## [STATED EXERCISE]
Reproduce the material below verbatim, line for line, with no alterations.

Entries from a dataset
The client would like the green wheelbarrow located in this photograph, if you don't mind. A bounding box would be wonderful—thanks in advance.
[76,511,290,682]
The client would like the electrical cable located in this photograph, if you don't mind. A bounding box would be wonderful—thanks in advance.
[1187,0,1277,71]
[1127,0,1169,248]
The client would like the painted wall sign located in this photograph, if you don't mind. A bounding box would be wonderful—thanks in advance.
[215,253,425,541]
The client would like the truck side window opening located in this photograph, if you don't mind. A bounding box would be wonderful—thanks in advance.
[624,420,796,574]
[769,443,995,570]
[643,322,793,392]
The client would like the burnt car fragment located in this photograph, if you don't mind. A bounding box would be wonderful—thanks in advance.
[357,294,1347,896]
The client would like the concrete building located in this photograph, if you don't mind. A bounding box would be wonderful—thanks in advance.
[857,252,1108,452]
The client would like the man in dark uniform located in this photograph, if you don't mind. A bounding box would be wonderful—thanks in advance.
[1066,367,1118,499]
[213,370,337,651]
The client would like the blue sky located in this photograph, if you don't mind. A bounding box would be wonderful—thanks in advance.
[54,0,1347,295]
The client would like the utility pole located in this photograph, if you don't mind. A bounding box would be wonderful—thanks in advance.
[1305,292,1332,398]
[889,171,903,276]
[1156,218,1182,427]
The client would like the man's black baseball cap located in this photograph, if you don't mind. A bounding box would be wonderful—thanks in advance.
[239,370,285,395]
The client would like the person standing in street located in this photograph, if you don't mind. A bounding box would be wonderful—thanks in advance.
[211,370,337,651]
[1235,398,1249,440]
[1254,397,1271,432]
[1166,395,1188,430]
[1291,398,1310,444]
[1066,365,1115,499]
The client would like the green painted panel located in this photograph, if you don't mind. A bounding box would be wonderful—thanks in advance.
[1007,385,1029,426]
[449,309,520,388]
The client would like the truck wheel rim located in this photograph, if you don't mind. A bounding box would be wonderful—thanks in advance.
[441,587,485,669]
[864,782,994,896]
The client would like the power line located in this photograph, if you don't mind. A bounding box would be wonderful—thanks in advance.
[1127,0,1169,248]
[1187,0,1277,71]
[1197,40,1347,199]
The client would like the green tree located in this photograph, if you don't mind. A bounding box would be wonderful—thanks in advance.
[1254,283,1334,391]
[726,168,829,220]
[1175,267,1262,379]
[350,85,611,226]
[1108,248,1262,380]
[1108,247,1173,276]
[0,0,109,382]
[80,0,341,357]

## [EXERCISE RESPONSE]
The client would like the green wheelbarrow located in this photograph, if you don't mind. A bounding box would be wonderful—thanks in advance.
[76,511,290,682]
The client would like the electrical cable located in this photograph, if you don't mind. A bounding box would be wonderful—thanks in advance.
[1187,0,1277,71]
[1127,0,1169,248]
The client would like the painted wall sign located in this photograph, if you don't mind. A bounding box would be wonderful—thanks in advance.
[215,253,425,541]
The client would like the truck side window opening located in this photograph, if you don't mind. A bounding box would be wonderful—thanks in advance.
[624,420,796,574]
[769,443,995,570]
[643,322,793,392]
The client would like the burnt car fragment located in this photograph, if you don't mind. A bounding box would be wonderful—thanks in advance.
[357,294,1347,896]
The client would like the concrete building located in this photograph, if you don't mind. A bounding box would be wonderful—thanks in advance.
[857,252,1108,452]
The client would like the man in dark uniform located in this photograph, if you don't mind. A bounding box would be wonderful—thanks in advance.
[1066,367,1118,499]
[213,370,337,651]
The client would like the blue sky located in this photograph, if you don't mind. A bounding box would be wonderful—thanks in advance.
[54,0,1347,295]
The client would like the utility pole located in this photograph, if you don't mind. A bounding box would be wonderful—thanks in advance.
[1305,292,1332,398]
[889,171,903,276]
[1156,218,1182,427]
The client would like the man's black baseball cap located in this photograph, if you don't mind. A bounding box would be wonderful—thanks in advance.
[239,370,285,395]
The client would like the person standing in street located in this photograph, if you don't mind. A bounding box would be wonderful—thanks in advance.
[211,370,337,651]
[1235,398,1249,440]
[1254,397,1271,432]
[1166,395,1188,430]
[1291,398,1310,444]
[1066,365,1115,499]
The client would like the green painted panel located in this photograph, if you don't mind. A bounding box would be wonderful—thanks in advance.
[1007,385,1029,426]
[449,309,520,388]
The client would like the truck wheel rim located in this photograph, if you don't mind. A bounding box would be wonderful—thanks in advance.
[441,587,485,669]
[864,782,994,896]
The client would like the power line located in this photograph, if you don't mind. A bounding box would be wonderful—thanks in advance.
[1127,0,1169,248]
[1187,0,1277,71]
[1197,40,1347,199]
The client would like the green tree located in this photograph, if you don't mind. A bounding box would be wonderful—thanks in advance.
[1254,283,1334,391]
[726,168,829,220]
[1175,267,1262,379]
[350,85,611,226]
[1108,248,1262,380]
[1108,247,1173,276]
[0,0,109,382]
[80,0,341,357]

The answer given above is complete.